### TEXT SEGMENT
------------------------

|This article needs additional citations for verification. (July 2010)|
|Years active||1800s – present|
|Territory||Ireland, United States, Canada|
|Ethnicity||Primarily Irish, Irish American, Irish Canadian|
|Criminal activities||Racketeering, murder, hijacking, and drug trafficking|
The Irish Mob is one of the oldest organized crime groups in the United States, in existence since the early 19th century. Originating in Irish American street gangs of the 19th century—depicted in Herbert Asbury's 1928 book The Gangs of New York—the Irish Mob has appeared in most major American cities, including Boston, New York City, Philadelphia, Chicago and New Orleans.
Outside of Ireland itself, Canada, Australia and the United Kingdom also have histories of Irish gang activities.
- 1 In the United States
- 1.1 New York
- 1.2 Boston
- 1.3 Philadelphia
- 1.4 Chicago
- 1.5 Other areas in the United States
- 2 Elsewhere in the world
- 3 Irish mob in popular culture
- 4 See also
- 5 References
In the United States
Irish-American street gangs such as the Dead Rabbits and Whyos dominated New York's underworld for well over a century before facing competition from other, primarily recently arrived Italian and Jewish gangs, during the 1880s and 1890s. Although gang leaders such as Paul Kelly of the Five Points Gang would rise to prominence during the early 1900s, gangs such as the Hudson Dusters and the Gopher Gang would remain formidable rivals during the period.

------------------------

### SET TASK A
In the Irish Mob article, rewrite the passage that opens with "- 1 In the United" and closes with "during the period.", replacing "underworld" with "criminal world".
### SET TASK B
Carry on the article about the Irish Mob from the point where it stops.

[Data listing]
------------------------

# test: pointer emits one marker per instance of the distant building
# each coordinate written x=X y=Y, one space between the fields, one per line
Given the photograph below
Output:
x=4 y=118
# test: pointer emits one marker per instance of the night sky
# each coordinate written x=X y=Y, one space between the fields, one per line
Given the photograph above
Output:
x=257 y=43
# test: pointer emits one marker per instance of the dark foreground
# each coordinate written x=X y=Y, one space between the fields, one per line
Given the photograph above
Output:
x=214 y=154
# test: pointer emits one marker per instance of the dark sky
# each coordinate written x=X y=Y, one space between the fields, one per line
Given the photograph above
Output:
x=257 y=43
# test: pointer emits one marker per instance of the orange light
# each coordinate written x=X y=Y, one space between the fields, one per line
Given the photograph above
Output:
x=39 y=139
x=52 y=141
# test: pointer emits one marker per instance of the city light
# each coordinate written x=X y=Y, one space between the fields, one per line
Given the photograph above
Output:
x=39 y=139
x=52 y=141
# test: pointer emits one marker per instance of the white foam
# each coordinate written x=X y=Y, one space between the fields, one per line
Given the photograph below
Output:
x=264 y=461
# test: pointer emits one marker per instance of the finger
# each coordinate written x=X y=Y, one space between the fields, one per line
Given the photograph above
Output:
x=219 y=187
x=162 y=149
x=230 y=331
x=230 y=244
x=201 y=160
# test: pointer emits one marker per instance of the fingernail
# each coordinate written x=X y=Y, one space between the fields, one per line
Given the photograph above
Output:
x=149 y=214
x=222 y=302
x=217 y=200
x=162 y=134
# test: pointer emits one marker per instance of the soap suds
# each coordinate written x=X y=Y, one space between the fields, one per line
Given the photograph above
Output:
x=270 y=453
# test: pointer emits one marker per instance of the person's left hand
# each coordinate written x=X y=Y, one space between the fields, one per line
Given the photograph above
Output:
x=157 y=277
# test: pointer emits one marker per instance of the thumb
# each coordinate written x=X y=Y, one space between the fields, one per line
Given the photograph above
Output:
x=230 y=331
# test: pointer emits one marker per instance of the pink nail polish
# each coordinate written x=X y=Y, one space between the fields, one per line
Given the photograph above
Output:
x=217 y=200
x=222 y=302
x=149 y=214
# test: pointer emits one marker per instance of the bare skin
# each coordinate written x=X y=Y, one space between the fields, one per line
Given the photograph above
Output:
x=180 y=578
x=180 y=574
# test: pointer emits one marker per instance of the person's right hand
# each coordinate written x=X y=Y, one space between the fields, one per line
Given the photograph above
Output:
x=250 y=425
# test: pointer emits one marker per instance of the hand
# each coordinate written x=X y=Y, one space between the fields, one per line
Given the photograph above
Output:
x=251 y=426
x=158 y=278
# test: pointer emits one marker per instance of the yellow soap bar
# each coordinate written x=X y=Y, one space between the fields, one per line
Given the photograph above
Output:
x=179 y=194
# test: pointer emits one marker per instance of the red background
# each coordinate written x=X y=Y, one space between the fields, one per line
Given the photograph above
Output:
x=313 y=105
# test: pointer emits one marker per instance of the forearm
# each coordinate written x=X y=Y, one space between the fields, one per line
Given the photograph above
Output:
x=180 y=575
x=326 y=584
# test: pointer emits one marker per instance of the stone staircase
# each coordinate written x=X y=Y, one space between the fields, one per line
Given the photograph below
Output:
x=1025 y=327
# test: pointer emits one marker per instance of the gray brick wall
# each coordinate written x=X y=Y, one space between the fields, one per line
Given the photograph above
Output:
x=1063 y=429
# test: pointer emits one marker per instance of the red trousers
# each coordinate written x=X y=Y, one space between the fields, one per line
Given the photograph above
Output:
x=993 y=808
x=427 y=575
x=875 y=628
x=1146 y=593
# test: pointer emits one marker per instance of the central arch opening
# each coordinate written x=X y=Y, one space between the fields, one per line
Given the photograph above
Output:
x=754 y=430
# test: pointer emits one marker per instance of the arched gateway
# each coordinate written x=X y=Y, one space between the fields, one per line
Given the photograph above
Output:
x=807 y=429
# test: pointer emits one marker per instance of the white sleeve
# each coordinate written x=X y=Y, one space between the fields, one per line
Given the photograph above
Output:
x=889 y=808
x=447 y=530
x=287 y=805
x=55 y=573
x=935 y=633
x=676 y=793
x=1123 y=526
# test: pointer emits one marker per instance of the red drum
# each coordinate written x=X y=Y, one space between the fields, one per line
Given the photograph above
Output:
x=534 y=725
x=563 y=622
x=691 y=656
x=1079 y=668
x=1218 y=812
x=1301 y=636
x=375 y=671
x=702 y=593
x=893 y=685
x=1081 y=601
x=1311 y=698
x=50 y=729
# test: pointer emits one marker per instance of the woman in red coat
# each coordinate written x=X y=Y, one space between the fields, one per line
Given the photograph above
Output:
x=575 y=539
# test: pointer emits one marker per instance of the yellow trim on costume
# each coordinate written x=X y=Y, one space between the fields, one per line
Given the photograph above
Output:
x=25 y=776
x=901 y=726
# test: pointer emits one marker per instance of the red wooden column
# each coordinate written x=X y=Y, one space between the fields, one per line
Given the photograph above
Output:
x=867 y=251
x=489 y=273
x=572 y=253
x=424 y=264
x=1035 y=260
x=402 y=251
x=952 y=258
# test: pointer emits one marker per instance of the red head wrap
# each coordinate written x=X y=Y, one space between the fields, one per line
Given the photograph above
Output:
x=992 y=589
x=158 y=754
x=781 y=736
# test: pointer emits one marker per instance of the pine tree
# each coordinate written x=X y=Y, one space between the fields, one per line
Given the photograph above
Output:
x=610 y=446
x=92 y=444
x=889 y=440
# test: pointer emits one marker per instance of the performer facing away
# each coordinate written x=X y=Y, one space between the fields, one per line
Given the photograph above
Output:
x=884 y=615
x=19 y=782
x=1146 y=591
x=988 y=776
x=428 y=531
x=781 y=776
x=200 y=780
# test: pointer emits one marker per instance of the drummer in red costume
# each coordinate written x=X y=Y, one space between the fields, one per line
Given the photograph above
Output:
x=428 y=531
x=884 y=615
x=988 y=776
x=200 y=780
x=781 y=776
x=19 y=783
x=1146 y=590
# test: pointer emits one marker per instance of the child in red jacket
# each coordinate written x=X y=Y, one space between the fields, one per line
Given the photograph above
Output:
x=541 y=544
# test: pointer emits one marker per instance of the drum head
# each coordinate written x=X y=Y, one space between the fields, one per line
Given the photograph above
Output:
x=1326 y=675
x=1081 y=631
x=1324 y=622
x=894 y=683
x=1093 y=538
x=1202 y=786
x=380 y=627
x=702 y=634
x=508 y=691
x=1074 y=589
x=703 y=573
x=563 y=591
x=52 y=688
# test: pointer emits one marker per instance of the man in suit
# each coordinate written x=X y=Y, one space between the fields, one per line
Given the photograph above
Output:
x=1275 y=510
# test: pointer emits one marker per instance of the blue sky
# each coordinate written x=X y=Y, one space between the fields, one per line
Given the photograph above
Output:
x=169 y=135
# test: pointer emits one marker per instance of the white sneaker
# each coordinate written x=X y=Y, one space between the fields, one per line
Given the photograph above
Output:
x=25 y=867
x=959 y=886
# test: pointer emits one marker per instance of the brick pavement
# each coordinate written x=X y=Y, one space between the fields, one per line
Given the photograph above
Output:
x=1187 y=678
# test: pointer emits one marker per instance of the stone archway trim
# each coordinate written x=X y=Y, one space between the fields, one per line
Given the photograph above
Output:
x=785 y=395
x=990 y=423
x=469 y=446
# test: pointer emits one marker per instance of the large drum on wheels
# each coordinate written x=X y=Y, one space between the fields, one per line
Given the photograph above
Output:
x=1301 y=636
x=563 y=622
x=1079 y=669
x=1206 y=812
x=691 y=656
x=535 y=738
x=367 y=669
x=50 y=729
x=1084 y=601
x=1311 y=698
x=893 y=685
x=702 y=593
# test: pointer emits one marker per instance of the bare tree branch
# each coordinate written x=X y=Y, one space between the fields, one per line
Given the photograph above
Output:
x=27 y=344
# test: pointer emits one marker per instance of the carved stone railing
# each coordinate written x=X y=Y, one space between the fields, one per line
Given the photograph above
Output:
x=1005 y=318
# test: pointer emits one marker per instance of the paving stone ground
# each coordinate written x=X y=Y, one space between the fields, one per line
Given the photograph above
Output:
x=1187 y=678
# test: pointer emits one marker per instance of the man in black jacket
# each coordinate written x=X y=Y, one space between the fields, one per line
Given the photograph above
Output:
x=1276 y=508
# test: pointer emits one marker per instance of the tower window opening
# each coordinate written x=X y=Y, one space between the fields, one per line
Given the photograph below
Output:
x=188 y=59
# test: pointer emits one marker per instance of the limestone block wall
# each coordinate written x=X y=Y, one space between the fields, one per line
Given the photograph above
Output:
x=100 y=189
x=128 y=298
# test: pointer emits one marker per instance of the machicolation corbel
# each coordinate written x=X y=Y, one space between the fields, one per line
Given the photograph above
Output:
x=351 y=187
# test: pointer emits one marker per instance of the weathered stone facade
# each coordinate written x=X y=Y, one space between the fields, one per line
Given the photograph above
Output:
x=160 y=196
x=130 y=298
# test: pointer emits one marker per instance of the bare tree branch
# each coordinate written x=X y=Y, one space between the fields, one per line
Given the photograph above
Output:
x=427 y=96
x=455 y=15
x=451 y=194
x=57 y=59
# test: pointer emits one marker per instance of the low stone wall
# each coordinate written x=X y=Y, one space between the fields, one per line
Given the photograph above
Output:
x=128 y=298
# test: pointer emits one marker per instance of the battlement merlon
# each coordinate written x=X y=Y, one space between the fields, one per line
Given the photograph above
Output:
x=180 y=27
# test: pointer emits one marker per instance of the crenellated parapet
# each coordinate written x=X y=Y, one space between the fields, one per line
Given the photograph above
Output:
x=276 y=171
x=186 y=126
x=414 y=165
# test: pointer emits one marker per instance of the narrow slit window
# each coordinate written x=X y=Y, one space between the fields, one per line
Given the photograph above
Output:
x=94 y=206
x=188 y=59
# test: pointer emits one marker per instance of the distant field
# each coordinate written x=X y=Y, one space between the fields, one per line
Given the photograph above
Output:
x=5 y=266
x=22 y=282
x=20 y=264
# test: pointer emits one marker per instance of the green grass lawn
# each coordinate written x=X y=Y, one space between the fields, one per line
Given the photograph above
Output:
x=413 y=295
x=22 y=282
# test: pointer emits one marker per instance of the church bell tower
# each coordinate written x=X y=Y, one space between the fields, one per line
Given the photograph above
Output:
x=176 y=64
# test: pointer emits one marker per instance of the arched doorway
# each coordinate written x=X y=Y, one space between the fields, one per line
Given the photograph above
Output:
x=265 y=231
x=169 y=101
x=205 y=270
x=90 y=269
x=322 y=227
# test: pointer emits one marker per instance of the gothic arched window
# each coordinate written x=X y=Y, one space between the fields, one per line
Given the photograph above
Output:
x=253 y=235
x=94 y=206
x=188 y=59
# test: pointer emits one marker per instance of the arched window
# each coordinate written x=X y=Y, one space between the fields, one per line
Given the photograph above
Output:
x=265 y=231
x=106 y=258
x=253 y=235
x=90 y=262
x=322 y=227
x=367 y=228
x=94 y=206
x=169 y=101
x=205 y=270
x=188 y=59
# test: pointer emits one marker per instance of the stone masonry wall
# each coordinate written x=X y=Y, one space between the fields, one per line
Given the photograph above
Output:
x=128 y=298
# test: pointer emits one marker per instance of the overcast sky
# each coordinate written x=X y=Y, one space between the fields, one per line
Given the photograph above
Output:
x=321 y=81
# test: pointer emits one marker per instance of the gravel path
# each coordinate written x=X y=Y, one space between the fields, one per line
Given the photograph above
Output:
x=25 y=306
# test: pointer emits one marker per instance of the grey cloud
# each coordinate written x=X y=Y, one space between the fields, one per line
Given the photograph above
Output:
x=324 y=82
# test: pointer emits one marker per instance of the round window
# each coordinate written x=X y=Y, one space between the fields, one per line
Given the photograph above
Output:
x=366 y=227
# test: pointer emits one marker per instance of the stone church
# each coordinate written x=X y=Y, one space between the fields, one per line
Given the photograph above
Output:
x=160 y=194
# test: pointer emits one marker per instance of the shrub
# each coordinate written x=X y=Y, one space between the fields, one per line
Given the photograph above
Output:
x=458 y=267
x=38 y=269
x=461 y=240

------------------------

### TASK ANSWER A
- 1 In the United States
- 1.1 New York
- 1.2 Boston
- 1.3 Philadelphia
- 1.4 Chicago
- 1.5 Other areas in the United States
- 2 Elsewhere in the world
- 3 Irish mob in popular culture
- 4 See also
- 5 References
In the United States
Irish-American street gangs such as the Dead Rabbits and Whyos dominated New York's criminal world for well over a century before facing competition from other, primarily recently arrived Italian and Jewish gangs, during the 1880s and 1890s. Although gang leaders such as Paul Kelly of the Five Points Gang would rise to prominence during the early 1900s, gangs such as the Hudson Dusters and the Gopher Gang would remain formidable rivals during the period.

### TASK ANSWER B
In the early 1900s, with Italian criminal organisations, such as the Morello crime family, encroaching on the waterfront, various Irish gangs united to form the White Hand Gang. Although initially successful in keeping their Italian rivals at bay, unstable leadership and infighting would prove their downfall. The murders of Dinny Meehan, Bill Lovett, and Richard Lonergan led to the gang's disappearance by 1925, and the waterfront was taken over by Italian mobsters Vincent Mangano, Albert Anastasia, and Joe Adonis.
During the early years of Prohibition, "Big" Bill Dwyer emerged among many in New York's underworld as a leading bootlegger. However, following his arrest and trial for violation of the Volstead Act during 1925 and 1926, Dwyer's former partners were split between Owney "The Killer" Madden, a former leader of the Gopher Gang, and Frank Costello against Jack "Legs" Diamond, "Little" Augie Pisano, Charles "Vannie" Higgins and renegade mobster Vincent "Mad Dog" Coll.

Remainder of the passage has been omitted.